### ENTRIES ###

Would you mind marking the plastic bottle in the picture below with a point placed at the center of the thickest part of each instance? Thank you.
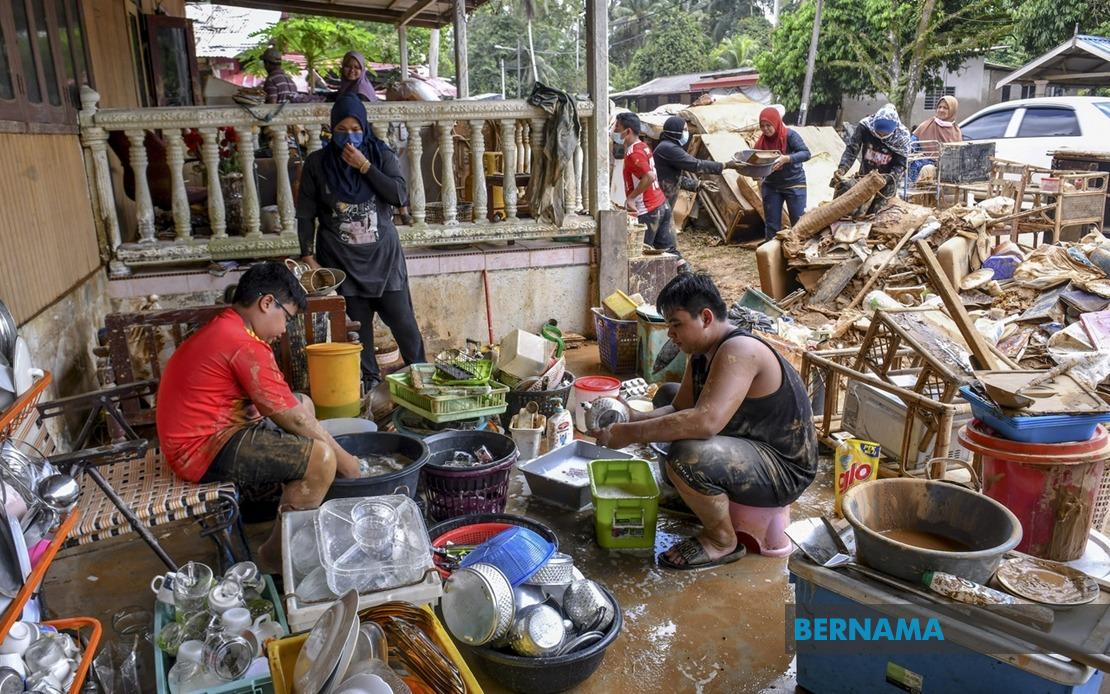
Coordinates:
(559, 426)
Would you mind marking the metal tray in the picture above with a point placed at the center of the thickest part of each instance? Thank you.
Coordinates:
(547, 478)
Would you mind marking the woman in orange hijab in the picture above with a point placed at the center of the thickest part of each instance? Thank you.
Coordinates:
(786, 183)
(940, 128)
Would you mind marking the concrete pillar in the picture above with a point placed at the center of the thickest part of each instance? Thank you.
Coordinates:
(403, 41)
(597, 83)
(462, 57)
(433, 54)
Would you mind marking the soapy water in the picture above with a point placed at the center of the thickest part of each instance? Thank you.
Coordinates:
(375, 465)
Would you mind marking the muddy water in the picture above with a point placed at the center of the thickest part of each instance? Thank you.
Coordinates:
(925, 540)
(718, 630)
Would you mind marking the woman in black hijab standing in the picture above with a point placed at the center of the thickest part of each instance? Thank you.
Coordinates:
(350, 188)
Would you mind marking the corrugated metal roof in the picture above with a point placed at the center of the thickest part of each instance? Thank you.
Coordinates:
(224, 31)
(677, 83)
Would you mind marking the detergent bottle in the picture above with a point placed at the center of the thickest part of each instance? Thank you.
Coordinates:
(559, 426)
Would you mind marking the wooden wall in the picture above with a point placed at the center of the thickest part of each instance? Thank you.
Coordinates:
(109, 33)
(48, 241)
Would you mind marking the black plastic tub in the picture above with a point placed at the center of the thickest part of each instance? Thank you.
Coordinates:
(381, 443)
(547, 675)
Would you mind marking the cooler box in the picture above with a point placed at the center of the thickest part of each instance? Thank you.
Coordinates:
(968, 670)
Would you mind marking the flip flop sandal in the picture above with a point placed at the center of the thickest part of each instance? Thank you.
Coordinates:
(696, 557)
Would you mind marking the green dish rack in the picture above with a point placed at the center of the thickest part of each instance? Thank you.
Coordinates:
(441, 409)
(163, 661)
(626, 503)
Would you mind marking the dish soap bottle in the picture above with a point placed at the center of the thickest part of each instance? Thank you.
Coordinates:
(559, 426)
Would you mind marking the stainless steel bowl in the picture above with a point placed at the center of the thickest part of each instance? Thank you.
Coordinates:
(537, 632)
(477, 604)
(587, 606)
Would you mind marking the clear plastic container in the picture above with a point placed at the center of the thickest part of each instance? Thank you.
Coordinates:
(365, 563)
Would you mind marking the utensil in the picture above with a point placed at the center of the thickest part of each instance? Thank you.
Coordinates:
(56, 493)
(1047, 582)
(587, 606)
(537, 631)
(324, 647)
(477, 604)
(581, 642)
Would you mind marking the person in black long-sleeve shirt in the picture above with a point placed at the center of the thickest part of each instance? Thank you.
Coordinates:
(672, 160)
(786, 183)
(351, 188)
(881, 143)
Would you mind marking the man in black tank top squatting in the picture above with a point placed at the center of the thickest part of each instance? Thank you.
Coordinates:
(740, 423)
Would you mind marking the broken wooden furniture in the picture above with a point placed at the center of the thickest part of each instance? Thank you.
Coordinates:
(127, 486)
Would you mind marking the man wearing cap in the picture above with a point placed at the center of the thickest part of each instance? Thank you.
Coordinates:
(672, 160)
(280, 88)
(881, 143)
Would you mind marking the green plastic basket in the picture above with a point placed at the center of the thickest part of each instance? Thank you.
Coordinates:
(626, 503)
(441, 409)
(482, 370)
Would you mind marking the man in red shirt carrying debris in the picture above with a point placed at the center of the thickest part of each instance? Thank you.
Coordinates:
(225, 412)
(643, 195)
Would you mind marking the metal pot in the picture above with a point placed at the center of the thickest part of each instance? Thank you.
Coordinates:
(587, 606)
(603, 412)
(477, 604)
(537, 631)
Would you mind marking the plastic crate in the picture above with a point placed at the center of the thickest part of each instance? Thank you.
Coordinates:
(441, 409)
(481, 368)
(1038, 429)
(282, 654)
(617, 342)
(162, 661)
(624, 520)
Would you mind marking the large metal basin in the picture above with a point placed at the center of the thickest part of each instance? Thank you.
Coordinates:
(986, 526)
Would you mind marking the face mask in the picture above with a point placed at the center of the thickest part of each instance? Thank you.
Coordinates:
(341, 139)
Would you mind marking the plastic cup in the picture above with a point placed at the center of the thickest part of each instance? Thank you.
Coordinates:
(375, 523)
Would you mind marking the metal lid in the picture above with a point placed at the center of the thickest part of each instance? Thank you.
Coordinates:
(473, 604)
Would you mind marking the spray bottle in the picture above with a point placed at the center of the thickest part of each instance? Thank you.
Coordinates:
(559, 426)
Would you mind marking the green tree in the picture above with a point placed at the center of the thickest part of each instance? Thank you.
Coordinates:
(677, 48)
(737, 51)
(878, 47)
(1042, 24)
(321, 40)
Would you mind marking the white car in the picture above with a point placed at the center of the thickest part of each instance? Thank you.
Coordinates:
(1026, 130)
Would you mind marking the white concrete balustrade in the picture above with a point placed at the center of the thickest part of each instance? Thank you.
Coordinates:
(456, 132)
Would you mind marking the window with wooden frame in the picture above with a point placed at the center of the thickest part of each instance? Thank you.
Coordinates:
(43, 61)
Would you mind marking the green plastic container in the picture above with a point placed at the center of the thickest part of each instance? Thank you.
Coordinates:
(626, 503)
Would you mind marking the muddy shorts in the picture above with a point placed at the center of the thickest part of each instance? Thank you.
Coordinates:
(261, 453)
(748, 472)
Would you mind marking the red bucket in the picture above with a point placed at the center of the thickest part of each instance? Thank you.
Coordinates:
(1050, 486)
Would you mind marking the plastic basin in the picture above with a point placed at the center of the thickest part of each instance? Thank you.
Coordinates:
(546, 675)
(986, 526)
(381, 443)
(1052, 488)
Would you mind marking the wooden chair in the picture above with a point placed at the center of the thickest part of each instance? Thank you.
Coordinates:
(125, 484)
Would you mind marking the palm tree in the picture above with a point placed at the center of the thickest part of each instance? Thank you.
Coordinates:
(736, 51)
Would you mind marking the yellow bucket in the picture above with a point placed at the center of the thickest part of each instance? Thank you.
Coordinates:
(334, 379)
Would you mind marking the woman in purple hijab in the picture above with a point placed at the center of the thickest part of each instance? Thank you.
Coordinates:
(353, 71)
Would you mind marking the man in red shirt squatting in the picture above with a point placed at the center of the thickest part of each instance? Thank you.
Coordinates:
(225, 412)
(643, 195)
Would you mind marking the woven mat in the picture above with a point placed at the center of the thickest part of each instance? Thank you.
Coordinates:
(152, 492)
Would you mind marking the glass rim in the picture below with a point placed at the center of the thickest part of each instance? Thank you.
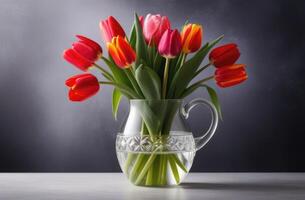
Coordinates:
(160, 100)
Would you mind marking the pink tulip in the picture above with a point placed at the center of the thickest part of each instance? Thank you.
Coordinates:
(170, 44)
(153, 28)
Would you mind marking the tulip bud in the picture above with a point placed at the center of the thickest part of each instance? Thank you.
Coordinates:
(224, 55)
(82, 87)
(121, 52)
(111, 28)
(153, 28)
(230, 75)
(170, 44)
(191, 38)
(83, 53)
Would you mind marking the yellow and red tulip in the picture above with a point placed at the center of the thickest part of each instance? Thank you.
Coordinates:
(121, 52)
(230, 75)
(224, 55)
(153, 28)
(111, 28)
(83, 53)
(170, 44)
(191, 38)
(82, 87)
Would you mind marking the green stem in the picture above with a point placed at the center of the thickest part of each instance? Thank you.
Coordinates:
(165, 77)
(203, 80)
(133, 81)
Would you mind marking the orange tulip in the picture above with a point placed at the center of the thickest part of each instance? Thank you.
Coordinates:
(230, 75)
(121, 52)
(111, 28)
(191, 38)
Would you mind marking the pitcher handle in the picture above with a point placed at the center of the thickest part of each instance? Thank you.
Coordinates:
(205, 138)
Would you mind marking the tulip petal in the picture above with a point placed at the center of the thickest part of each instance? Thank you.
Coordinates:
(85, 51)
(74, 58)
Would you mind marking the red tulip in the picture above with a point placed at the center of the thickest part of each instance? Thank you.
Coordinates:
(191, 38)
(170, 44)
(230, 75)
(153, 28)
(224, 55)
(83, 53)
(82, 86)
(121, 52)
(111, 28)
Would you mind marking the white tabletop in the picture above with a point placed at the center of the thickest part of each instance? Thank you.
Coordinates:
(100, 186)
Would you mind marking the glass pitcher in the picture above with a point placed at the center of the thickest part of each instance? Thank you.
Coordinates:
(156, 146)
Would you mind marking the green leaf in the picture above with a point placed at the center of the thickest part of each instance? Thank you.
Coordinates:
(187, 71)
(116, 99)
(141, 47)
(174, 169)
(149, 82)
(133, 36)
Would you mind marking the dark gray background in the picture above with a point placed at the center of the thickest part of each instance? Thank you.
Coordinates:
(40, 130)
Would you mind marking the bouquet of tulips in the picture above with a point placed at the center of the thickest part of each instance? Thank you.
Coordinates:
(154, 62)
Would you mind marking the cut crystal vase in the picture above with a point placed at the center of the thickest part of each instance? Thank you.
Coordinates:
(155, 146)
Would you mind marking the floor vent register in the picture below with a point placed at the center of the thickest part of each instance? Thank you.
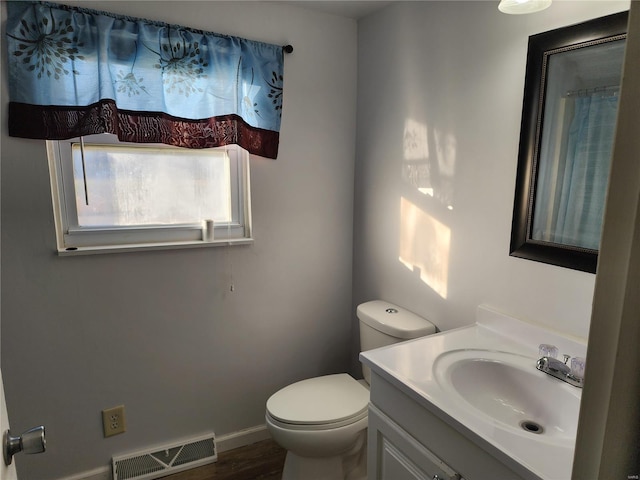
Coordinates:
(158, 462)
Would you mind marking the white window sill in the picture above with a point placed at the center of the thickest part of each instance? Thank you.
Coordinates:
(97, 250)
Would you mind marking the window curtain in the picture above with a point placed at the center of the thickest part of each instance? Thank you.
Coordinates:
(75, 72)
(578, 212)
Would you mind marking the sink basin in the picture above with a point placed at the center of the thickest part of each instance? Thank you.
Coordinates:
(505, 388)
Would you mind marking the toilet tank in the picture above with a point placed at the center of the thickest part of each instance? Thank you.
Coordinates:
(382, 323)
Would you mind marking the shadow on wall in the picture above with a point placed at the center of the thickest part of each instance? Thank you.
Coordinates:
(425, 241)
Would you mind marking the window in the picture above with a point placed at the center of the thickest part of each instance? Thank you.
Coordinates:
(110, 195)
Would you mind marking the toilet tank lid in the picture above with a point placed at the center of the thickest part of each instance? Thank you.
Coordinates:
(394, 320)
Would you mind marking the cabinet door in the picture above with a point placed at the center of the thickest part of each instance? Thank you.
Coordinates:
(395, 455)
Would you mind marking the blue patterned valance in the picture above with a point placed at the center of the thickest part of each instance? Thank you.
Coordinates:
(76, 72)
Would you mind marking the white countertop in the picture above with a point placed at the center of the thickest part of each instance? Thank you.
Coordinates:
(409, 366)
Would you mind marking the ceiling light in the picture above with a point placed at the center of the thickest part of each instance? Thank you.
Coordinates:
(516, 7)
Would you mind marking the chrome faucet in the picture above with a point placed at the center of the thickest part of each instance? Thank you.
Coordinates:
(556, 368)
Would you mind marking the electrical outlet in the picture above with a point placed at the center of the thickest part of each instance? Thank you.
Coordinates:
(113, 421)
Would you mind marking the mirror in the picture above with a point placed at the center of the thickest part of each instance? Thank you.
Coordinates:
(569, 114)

###

→ WORK TO DO: Beginning at the line that contains "Would you mind marking the toilet tank lid", retype each line of the listing up to and including the last one, exactly as it stands, and nothing else.

→ THE COMPLETED TASK:
Would you mind marking the toilet tank lid in the picture above with a point placed at the center of the thickest part of each instance? Thank you.
Coordinates:
(394, 320)
Would you mind marking the cabinet door in the picture above with a point placed at the center of the thickest part of each instance? Thank you.
Coordinates:
(395, 455)
Would you mind marking the blue patterned valance in the picture above with a point placed at the center of the thickest part of each instance? Thank you.
Coordinates:
(76, 72)
Would you mind marking the white countertop in the picture above with a point placed at the center of the thickest part of each instance? Thank you.
Coordinates:
(409, 366)
Would you mind marking the ceiling light in the picture above with a point placed at the center of the thickest part of each instance? Thank you.
Coordinates:
(516, 7)
Would you mind marking the chrome faucet in the picture above with a point placed at the center of the thickest part of each instance? Thank you.
Coordinates:
(556, 368)
Would you mind marking the electrical outlet in the picture above with a point placed at the center of the thickest part of each instance? Thank you.
Coordinates:
(113, 421)
Would you mind marking the mirror in the picture above with a point placed at the center of the thickest part of each instance? Thank you.
Coordinates:
(569, 114)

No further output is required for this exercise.